■ **Short task**: Rewrite the listing from the line containing "target: homemade gun" down to the line containing "448], [130, 447]]]", both included, offsetting every coordinate in the outlines by 148 and leaving every other line unchanged.

■ **Input material**:
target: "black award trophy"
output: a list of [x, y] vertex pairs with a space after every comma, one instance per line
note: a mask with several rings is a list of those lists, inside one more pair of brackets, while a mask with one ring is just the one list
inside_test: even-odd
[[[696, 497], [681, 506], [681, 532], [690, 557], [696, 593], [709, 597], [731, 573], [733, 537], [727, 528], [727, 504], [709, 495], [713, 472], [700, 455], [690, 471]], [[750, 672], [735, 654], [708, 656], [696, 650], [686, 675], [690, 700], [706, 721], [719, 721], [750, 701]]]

...

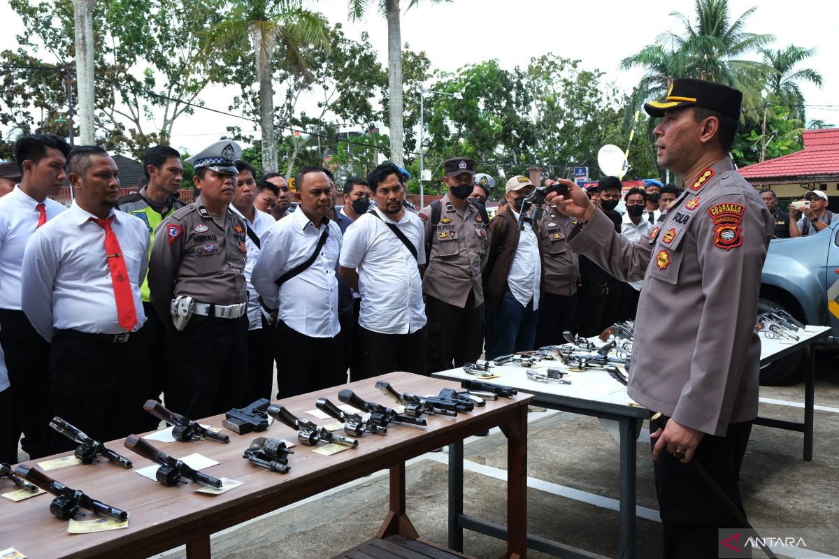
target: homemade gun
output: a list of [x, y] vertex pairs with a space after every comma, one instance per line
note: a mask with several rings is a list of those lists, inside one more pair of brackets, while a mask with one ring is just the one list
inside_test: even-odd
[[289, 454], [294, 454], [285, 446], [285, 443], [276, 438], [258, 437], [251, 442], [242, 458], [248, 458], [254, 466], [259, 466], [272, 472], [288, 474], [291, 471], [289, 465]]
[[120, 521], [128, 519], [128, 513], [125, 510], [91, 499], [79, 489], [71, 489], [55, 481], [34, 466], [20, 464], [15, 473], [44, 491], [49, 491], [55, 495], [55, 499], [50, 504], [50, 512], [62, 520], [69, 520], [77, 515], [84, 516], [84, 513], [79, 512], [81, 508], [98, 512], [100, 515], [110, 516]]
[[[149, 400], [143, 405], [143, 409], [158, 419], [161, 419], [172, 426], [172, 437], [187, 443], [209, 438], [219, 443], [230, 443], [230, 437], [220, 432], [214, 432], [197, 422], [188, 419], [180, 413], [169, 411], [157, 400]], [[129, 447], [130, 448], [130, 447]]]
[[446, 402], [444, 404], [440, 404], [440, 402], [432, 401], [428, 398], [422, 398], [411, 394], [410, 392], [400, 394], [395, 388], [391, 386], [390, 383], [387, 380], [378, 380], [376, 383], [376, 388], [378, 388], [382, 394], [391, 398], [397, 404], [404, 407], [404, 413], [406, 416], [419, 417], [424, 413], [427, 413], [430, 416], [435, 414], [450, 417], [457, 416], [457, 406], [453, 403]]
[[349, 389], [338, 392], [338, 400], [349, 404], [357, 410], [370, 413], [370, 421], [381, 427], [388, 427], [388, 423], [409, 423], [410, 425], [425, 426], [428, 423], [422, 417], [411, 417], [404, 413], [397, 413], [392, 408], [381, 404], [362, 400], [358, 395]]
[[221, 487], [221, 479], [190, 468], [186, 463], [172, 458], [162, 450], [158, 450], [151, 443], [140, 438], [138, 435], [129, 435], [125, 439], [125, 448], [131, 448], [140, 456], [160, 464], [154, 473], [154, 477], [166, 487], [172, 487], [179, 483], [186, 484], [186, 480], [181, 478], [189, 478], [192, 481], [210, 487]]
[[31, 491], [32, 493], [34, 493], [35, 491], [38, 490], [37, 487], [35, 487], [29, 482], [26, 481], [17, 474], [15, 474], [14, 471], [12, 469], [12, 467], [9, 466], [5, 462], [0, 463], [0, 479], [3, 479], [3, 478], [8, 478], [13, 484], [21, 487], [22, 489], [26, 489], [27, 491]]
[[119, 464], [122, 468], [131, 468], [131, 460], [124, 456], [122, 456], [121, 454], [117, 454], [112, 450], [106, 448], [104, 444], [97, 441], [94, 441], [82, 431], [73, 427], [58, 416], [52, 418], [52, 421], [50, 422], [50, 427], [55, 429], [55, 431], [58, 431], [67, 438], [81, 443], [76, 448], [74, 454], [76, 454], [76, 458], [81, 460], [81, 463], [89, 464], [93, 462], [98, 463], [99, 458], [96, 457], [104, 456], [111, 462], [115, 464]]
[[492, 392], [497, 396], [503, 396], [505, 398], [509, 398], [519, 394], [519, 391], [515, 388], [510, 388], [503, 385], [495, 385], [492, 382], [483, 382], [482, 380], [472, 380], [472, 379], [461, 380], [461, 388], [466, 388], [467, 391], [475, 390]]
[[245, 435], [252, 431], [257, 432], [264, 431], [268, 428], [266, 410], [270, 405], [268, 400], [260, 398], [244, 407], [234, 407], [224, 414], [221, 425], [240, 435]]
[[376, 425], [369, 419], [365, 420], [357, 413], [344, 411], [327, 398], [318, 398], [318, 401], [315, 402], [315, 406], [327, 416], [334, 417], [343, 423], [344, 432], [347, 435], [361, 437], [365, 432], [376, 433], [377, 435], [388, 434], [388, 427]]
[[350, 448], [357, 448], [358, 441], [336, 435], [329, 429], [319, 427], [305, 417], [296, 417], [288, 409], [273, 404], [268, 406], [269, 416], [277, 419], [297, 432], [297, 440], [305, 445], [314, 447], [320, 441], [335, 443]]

■ **Exercise answer**:
target: homemade gun
output: a list of [x, y] vertex pairs with a space after every comma, one instance per line
note: a mask with several rings is a list of those lists, inside one more pair of brackets, while a mask with one ring is just the one list
inside_test: even-odd
[[437, 602], [442, 602], [433, 594], [433, 591], [424, 586], [406, 585], [399, 590], [390, 606], [396, 606], [402, 614], [407, 614], [420, 620], [436, 622], [439, 619], [437, 613]]
[[268, 669], [276, 667], [276, 661], [273, 658], [239, 647], [227, 637], [219, 637], [203, 629], [182, 614], [168, 612], [163, 621], [192, 639], [197, 639], [203, 643], [203, 647], [198, 652], [198, 660], [210, 668], [217, 668], [225, 663], [232, 664], [232, 661], [227, 660], [229, 656], [246, 660], [248, 663], [258, 664]]
[[[297, 548], [291, 553], [291, 557], [306, 567], [309, 567], [320, 574], [320, 585], [335, 591], [357, 586], [367, 591], [378, 591], [378, 585], [368, 580], [362, 580], [345, 570], [336, 567], [328, 561], [317, 559], [305, 548]], [[277, 595], [278, 596], [278, 595]]]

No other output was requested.